• **Supplied passage**

= = = = = = =

We also got to watch the fireworks celebrating Chinese New Year. However, with the smog in the air and the residual smoke from the fireworks, the sky became so murky, you couldn’t see the light display!
A novel and exciting experience for me personally was going to visit my grandparents’ graves. Traditionally, the girls do not visit as it was the boy’s duty. Even though my father is the youngest of seven, he is the only son who has children. As far as I know, my aunts and therefore their children, my cousins either male or female, have not visited the graves. Gotta love patriarchal laws! However, that ‘rule’ has been relaxed recently since many families do not have sons, especially since the Chinese one child policy. Little did I know I would have to gird my loins to access the graves since we had to climb all over different areas of the cemetery! I’m not sure if I could find the graves by myself, but thankfully, my cousin knows.
We had the opportunity to visit our old residence. Located in the hills of Hong Kong Island, Braemar Hills was where we called home. And it hasn’t really changed in the years since. The surrounding area has developed a lot though; new schools, more apartment buildings, an increased shopping area.
A huge change that bought bittersweet memories is of the old airport, Kai Tak International. Located in the middle of Kowloon City on a finger of reclaimed land, Kai Tak was an exhilarating experience for the air traveller. And a grey hair inducing experience for the pilot, I’m sure. Afterall, its nickname was Kai Tak Heart Attack.
I remember being able to look into people’s apartments and watch their TV shows as the plane came in to land. Or older gentlemen doing tai chi on their balconies. Don’t believe me on how close the planes came to buildings? Check out the pictures in this article! But as with any growing city, the airport became too small to handle the air traffic and was decommissioned in July 1998. Now it acts as a cruise ship terminal.
What fun it was to visit all these places. And even some of the fashion choices have come back! Leggings and ripped jeans to name a few!
If you get the chance to visit Hong Kong but are dreading the 14 hour flight time, try a business class seat in Hong Kong Airlines. Talk about luxury! I have travelled business class before with other airlines, but that usually involved a slightly wider seat. What I got with Hong Kong Airlines was a fully reclining chair with a lap quilt, real silverware with my meal and my own TV/movie screen. Those 14 hours just flew by! I definitely recommend it. Bon voyage!

= = = = = = =

• **Given entries**
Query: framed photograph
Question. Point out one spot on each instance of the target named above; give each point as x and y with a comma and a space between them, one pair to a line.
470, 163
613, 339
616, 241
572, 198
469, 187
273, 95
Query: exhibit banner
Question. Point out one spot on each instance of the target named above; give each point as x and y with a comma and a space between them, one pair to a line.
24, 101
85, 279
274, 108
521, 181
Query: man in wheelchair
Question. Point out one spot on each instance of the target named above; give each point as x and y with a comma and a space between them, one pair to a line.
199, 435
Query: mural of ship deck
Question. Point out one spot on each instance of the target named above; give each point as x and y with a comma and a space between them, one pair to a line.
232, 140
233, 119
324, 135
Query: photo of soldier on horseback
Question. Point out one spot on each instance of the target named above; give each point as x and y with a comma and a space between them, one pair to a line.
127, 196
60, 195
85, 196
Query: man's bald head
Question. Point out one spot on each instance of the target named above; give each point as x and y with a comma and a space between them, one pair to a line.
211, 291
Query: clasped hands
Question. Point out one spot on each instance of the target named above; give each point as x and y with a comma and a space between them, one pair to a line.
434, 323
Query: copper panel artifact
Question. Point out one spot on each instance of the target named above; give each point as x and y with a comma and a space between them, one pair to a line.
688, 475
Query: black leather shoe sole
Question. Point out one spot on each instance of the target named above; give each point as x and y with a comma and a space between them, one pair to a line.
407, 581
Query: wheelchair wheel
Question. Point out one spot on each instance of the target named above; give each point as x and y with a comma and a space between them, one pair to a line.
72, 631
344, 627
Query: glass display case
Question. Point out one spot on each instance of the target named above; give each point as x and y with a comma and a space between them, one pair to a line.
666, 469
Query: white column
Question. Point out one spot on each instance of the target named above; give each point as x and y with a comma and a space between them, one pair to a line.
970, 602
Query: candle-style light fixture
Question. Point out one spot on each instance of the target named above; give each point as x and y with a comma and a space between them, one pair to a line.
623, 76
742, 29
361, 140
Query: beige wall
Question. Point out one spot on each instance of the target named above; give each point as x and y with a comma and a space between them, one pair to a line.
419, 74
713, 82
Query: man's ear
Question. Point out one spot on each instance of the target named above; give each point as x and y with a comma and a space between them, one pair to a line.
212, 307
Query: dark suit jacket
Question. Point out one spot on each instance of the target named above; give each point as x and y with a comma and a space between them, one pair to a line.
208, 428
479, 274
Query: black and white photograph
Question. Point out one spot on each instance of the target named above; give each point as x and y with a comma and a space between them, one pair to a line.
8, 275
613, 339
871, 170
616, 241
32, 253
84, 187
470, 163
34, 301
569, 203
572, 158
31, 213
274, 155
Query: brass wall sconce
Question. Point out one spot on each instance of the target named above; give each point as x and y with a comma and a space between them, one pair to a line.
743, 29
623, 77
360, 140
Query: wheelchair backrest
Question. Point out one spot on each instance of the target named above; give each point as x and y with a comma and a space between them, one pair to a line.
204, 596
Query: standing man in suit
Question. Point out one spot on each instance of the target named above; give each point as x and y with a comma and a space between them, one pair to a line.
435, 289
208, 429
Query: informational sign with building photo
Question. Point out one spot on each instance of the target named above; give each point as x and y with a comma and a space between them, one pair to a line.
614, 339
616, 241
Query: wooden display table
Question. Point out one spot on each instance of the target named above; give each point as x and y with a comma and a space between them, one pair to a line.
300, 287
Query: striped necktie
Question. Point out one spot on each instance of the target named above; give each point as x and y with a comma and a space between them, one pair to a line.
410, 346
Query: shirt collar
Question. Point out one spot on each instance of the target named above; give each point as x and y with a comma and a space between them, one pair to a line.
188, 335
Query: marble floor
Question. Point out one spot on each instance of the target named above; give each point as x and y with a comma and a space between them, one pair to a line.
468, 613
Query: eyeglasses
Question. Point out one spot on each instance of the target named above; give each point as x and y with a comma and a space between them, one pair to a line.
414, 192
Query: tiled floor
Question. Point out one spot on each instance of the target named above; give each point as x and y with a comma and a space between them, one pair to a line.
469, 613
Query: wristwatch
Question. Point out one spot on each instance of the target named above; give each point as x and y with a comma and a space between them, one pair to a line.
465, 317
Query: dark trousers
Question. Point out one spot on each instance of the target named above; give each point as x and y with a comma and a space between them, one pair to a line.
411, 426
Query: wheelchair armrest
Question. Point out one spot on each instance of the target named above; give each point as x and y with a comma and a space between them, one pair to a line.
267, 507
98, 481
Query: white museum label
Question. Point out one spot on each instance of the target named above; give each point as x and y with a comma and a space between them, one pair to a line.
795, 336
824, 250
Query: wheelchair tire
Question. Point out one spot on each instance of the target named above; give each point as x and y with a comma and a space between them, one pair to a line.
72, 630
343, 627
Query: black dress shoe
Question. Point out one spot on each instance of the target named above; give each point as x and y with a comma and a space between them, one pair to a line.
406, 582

= = = = = = =

• **Complete the following**
**1)** In the Hong Kong travel post:
(a) When was Kai Tak International decommissioned?
(b) Where is Braemar Hills located?
(c) How long is the flight to Hong Kong?
**2)** Quote the Hong Kong travel post from "A huge change" to "Tak Heart Attack.".
**3)** How would you put this sentence from the Hong Kong travel post into Spanish: "We had the opportunity to visit our old residence."
The records play no part in these tasks.

• **Results of the tasks**
**1)**
(a) July 1998
(b) In the hills of Hong Kong Island
(c) 14 hours

**2)**
A huge change that bought bittersweet memories is of the old airport, Kai Tak International. Located in the middle of Kowloon City on a finger of reclaimed land, Kai Tak was an exhilarating experience for the air traveller. And a grey hair inducing experience for the pilot, I’m sure. Afterall, its nickname was Kai Tak Heart Attack.

**3)** Tuvimos la oportunidad de visitar nuestra antigua residencia.